***** SUPPLIED RECORDS

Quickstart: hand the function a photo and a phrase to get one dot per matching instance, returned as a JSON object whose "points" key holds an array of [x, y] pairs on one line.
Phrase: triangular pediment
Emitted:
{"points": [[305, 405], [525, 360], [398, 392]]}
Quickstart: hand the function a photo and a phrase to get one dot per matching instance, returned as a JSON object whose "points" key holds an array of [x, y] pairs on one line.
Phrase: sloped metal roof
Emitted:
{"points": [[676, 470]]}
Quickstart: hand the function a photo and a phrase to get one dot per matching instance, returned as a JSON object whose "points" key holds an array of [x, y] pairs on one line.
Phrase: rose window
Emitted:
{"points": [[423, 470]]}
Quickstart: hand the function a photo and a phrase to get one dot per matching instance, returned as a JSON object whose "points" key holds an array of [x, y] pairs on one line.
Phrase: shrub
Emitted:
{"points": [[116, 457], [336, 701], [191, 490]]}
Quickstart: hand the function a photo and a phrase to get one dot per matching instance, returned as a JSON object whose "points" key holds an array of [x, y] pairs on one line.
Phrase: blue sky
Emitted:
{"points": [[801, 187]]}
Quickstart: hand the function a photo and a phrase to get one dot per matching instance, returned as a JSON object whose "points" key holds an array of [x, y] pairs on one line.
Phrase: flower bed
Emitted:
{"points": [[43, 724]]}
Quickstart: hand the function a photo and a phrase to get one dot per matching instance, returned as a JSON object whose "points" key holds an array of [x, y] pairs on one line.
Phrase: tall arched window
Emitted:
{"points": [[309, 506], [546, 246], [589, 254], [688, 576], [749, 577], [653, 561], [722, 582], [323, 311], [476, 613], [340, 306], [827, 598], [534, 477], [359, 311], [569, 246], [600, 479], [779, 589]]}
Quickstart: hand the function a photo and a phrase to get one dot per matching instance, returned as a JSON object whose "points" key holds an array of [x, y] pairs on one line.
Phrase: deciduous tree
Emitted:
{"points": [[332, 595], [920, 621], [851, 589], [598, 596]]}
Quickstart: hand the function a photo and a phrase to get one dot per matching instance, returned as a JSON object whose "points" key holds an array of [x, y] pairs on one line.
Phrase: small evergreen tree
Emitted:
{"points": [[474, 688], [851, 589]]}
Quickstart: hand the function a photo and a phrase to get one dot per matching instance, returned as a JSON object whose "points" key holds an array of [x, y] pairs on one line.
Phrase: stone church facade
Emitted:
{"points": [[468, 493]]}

**********

[WHAT IS REQUIRED]
Please return the whole listing, line for line, exactly.

[EXERCISE OUTPUT]
Quickstart: hand the function a photo and a phrase to get one dot per matching instance, returned as a JSON object whose "points" key holds an array of [x, y] pairs on one line.
Phrase: triangular pediment
Emitted:
{"points": [[305, 405], [525, 360], [398, 392]]}
Quickstart: hand the function a photo and a phrase to get one dot per matching instance, returned as a JSON object whose "points" key holds an array of [x, y] pairs on one line.
Phrase: sloped metal roof
Emitted:
{"points": [[676, 470]]}
Quickstart: hand the function a photo and a phrase to get one dot per matching instance, returned as a JSON object whose "points" key holds an array of [x, y] pairs on one line.
Phrase: rose window
Emitted:
{"points": [[423, 470]]}
Quickstart: hand the function a photo and a phrase to get one dot per matching instance, returned as a JSON object whose "points" key holds an array of [x, y] pairs on one line.
Phrase: shrub
Emitted:
{"points": [[116, 457], [336, 701], [191, 490]]}
Quickstart: hand the function a photo and a phrase to get one dot per matching instance, returned as a JSON object whose "points" key holds an array of [x, y] pairs on one line.
Phrase: blue sky
Emitted:
{"points": [[801, 187]]}
Quickstart: hand the function a photo and a phrase to get one dot per matching instance, returned as a JSON object whose "points" key holds an array of [x, y] pairs on one line.
Phrase: flower bed
Emitted:
{"points": [[43, 724]]}
Quickstart: hand the function a photo and a phrase to get one dot per matching instance, returned as a JSON object whose "points" key holds an array of [x, y] pairs on one line.
Phrase: tall arched window
Emitted:
{"points": [[309, 506], [546, 246], [589, 254], [688, 576], [749, 577], [653, 561], [722, 582], [323, 311], [476, 613], [340, 306], [827, 598], [534, 477], [359, 311], [569, 246], [600, 479], [779, 589]]}
Quickstart: hand the function a photo and a phrase to get one dot per matching instance, returned as a JSON object whose "points" key holds an array of [x, y] pairs on one line.
Phrase: deciduous tree
Emitted:
{"points": [[332, 595], [920, 621], [851, 589], [598, 596]]}
Quickstart: hand the function a photo and a phrase to get one dot per matching instance, returned as a JSON object whose "points" key holds an array of [x, y] pairs on one line.
Phrase: small evergreen tree
Emitted:
{"points": [[474, 688], [851, 589]]}
Quickstart: hand the function a photo and a phrase to get one dot per matching instance, returned as a JSON object whose "points" key holds an array of [x, y] pairs on one line.
Phrase: stone church facade
Emitted:
{"points": [[468, 493]]}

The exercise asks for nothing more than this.